*Excerpted passage*:

Malba positioned itself rapidly and the community’s support was immediate. It was in permanent expansion and after the first few years was set to become what it is today: an international museum recognised both as a reference point for Latin American art and as a beacon of artistic and cultural life in Buenos Aires, with an average annual audience of 500,000 (35 per cent of which are foreign tourists).
Looking back, I can see the learning curve very clearly. The museum’s daily operations and future plans require funding; so does assembling professional teams to address all dimensions of management, and building solid networks with artists, curators, galleries, collectors, other public and private institutions, companies and government organisations.
Nonetheless, every museum’s challenge – and particularly in developing countries like Argentina – is being sustainable in the long term. Over the last 20 years, Malba has had an average deficit of around US$2.5-3 million dollars annually, funded by the Costantini Foundation, which represents half of its operating budget. The rest of the income is earned through sponsor contributions, ticket revenue and donations.
Malba also generates direct sources of employment (100 staff employees) and more than 1,000 collaborators a year, including artists, curators, writers, visual producers, technicians and operators. The museum plays a crucial role in the strengthening of the art system through the production of exhibitions (approximately 10 projects a year), the acquisition of new works for the permanent collection and the promotion of tourism: Malba tops the list of local museums chosen by visitors from other countries in different media and international surveys (TripAdvisor, New York Times). The museum has also contributed significantly to the transformation of the neighborhood, formerly residential and now much more vibrant.

*Data extract*:

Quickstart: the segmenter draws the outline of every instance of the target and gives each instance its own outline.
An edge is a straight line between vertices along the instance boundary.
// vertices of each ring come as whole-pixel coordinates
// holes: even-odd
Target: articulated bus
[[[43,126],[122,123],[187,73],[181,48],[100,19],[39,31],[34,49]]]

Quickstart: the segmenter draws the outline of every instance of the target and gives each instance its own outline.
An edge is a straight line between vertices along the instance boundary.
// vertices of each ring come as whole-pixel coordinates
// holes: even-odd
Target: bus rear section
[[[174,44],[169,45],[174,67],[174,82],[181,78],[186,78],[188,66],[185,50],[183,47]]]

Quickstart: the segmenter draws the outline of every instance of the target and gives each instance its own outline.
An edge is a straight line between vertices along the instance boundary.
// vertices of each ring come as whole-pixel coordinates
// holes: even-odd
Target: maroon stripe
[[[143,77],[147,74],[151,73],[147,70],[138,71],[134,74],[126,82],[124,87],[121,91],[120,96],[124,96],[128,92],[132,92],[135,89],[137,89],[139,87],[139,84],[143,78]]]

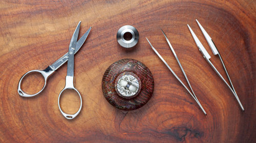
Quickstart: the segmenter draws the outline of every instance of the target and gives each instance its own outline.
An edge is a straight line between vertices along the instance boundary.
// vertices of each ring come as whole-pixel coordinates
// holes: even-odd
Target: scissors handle
[[[63,93],[63,92],[68,89],[71,89],[71,90],[74,90],[77,94],[78,94],[79,98],[80,98],[80,107],[78,109],[78,110],[74,114],[67,114],[66,113],[65,113],[62,110],[61,108],[60,108],[60,105],[59,104],[59,100],[60,99],[60,96],[61,95],[61,94]],[[76,117],[78,113],[80,112],[81,111],[81,109],[82,108],[82,97],[81,97],[81,95],[80,94],[80,93],[78,92],[78,91],[74,87],[74,77],[73,76],[66,76],[66,85],[65,87],[63,90],[60,92],[60,93],[59,94],[59,97],[58,98],[58,105],[59,106],[59,110],[60,111],[60,112],[61,112],[62,115],[67,119],[73,119]]]
[[[53,69],[51,67],[51,66],[48,66],[46,69],[44,69],[44,70],[31,70],[28,72],[27,72],[26,73],[25,73],[24,75],[23,75],[20,78],[20,79],[19,79],[19,81],[18,82],[18,93],[19,94],[20,96],[23,96],[23,97],[33,97],[34,96],[37,95],[37,94],[39,94],[41,93],[42,90],[45,89],[46,85],[46,82],[47,81],[47,79],[48,78],[48,77],[49,77],[53,72],[54,71],[53,70]],[[23,78],[26,76],[28,74],[33,73],[33,72],[38,72],[40,73],[42,76],[44,77],[44,78],[45,79],[45,84],[44,85],[44,87],[41,89],[40,91],[39,91],[37,93],[34,94],[29,94],[26,93],[25,93],[24,91],[23,91],[22,89],[21,89],[21,84],[23,80]]]

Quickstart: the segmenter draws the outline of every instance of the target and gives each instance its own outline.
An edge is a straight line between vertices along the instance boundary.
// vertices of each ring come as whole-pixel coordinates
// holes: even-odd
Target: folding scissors
[[[77,26],[76,28],[76,30],[75,31],[75,33],[79,33],[79,28],[80,28],[80,25],[81,23],[81,21],[80,21],[77,25]],[[83,43],[86,41],[89,33],[90,31],[91,31],[91,27],[90,27],[88,30],[80,38],[80,39],[77,41],[77,43],[76,43],[76,45],[75,46],[75,48],[74,50],[74,53],[76,53],[81,48],[82,45],[83,45]],[[73,35],[74,36],[74,35]],[[73,37],[72,37],[72,39],[71,39],[71,41],[72,41]],[[71,42],[72,42],[71,41]],[[76,40],[75,41],[75,42],[76,43]],[[23,97],[33,97],[34,96],[36,96],[39,93],[40,93],[42,90],[45,89],[47,81],[48,79],[48,77],[51,75],[54,71],[57,70],[60,67],[61,67],[64,63],[65,63],[69,59],[69,54],[68,52],[66,53],[65,54],[64,54],[62,56],[61,56],[60,58],[59,58],[58,60],[57,60],[53,64],[49,66],[46,69],[43,70],[31,70],[28,72],[27,72],[26,73],[25,73],[24,75],[22,76],[22,77],[20,78],[20,79],[19,79],[19,81],[18,82],[18,93],[19,94],[20,96],[23,96]],[[29,94],[28,93],[26,93],[24,91],[23,91],[22,89],[21,89],[21,84],[23,81],[23,80],[24,78],[29,74],[30,73],[34,73],[34,72],[37,72],[40,73],[42,76],[44,77],[44,80],[45,80],[45,84],[44,85],[44,87],[42,88],[40,90],[39,92],[38,92],[37,93],[34,94]]]
[[[200,27],[200,29],[203,33],[204,37],[205,37],[205,39],[206,39],[206,41],[208,42],[208,44],[209,44],[209,46],[211,49],[211,50],[212,51],[212,52],[214,53],[214,55],[217,55],[218,54],[219,56],[220,57],[220,59],[221,60],[221,63],[222,64],[222,66],[223,66],[223,68],[225,69],[225,71],[226,72],[226,74],[227,74],[228,79],[229,80],[229,82],[230,83],[230,84],[232,86],[232,88],[231,88],[228,83],[226,81],[226,80],[224,79],[223,77],[221,75],[221,74],[220,73],[220,72],[218,71],[218,70],[216,69],[216,68],[214,66],[214,65],[211,63],[211,62],[210,61],[210,56],[208,53],[208,52],[206,51],[204,47],[203,46],[202,43],[201,43],[200,41],[199,41],[199,39],[197,38],[197,36],[196,36],[196,34],[194,33],[192,29],[190,28],[189,25],[187,24],[187,26],[188,27],[188,28],[189,29],[189,31],[191,33],[191,34],[192,35],[192,36],[193,37],[193,38],[195,40],[195,42],[196,42],[196,44],[197,44],[197,46],[198,47],[198,48],[199,49],[199,51],[201,52],[202,54],[203,55],[204,58],[206,60],[207,63],[210,65],[211,67],[212,68],[212,69],[214,70],[214,71],[218,74],[219,77],[221,78],[221,79],[224,82],[224,83],[227,85],[227,86],[228,87],[228,88],[230,90],[230,91],[232,92],[232,93],[233,95],[234,96],[236,97],[236,99],[237,99],[238,103],[239,104],[240,107],[242,109],[242,111],[244,111],[244,107],[243,106],[243,105],[242,105],[242,103],[240,101],[240,100],[239,100],[239,98],[238,98],[238,96],[236,93],[236,91],[234,90],[234,87],[233,87],[233,84],[232,84],[232,82],[231,82],[231,80],[229,78],[229,76],[228,75],[228,73],[227,73],[227,71],[226,69],[226,67],[225,66],[225,65],[224,64],[223,61],[222,61],[222,59],[221,58],[221,56],[220,56],[220,54],[219,53],[219,51],[216,48],[216,46],[215,46],[215,44],[214,44],[214,42],[212,41],[212,40],[211,40],[211,38],[210,37],[209,35],[206,33],[205,30],[204,29],[203,26],[200,24],[199,22],[197,20],[196,20],[197,21],[197,22]]]
[[[78,41],[77,41],[77,38],[78,37],[78,34],[80,28],[80,25],[81,24],[81,21],[80,21],[76,27],[74,34],[73,34],[73,36],[71,38],[71,40],[70,41],[70,44],[69,47],[69,52],[66,53],[65,55],[63,55],[61,58],[57,60],[52,65],[48,66],[46,69],[44,70],[31,70],[30,71],[26,73],[25,73],[19,80],[18,85],[18,93],[19,95],[23,97],[32,97],[35,96],[40,92],[45,89],[46,87],[46,83],[48,77],[53,73],[53,72],[56,71],[58,68],[59,68],[61,66],[62,66],[64,63],[65,63],[67,61],[68,61],[68,68],[67,68],[67,74],[66,77],[66,85],[63,89],[63,90],[60,92],[59,94],[59,96],[58,98],[58,106],[59,107],[59,109],[62,114],[62,115],[67,119],[72,119],[76,117],[77,115],[80,112],[81,109],[82,108],[82,98],[81,97],[81,95],[78,91],[74,87],[74,54],[78,51],[80,48],[82,46],[83,43],[86,41],[87,36],[88,36],[90,31],[91,31],[91,27],[89,28],[89,29],[87,31],[87,32],[82,36],[82,37],[79,39]],[[24,92],[20,89],[20,84],[22,82],[22,80],[23,78],[26,76],[28,74],[32,72],[39,72],[44,77],[45,79],[45,84],[42,89],[39,91],[38,93],[30,95]],[[78,110],[74,114],[67,114],[64,112],[60,107],[60,105],[59,104],[59,101],[60,96],[63,92],[68,89],[73,90],[75,92],[76,92],[79,95],[80,104],[80,107]]]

*Task description*: Please carry on the passage about the Malba museum in Buenos Aires from its final sentence.

*Written response*:
The initial capital investment of the museum amounts to US$3 million on the land (today valued at US$30 million), US$25 million on the construction of the building and a founding art collection with an estimated valuation in 2001 of US$50 million (which today – thanks to value added by Malba – exceeds US$200 million). Together with the annual operating deficit over these 20 years (US$40 million), the total investment adds up to US$300 million. As regards the future, I intend to set up an endowment that will guarantee funding for the next 30 years.
Beyond the economic investment, it is vital to build a solid institution, with effective governance and management planning. From the early years of Malba, we have promoted the participation of the community in different levels of management. In addition to the board of trustees and the friends association, we set up an acquisitions committee that enables us, through its donations, to constantly increase the collection. I envisage that in 30 years the museum should end its transition from a private institution, managed to a large extent by a sole family, to an entirely public institution.
What began as a passion for collecting art has fully evolved into a public commitment with great responsibility. I am certain of the power of art as an agent for social transformation. The present times, marked by an unpredictable pandemic, strengthen my commitment further. I firmly believe that museums should not close, and instead should overcome crises and play a central role in the civic reconstruction of our communities.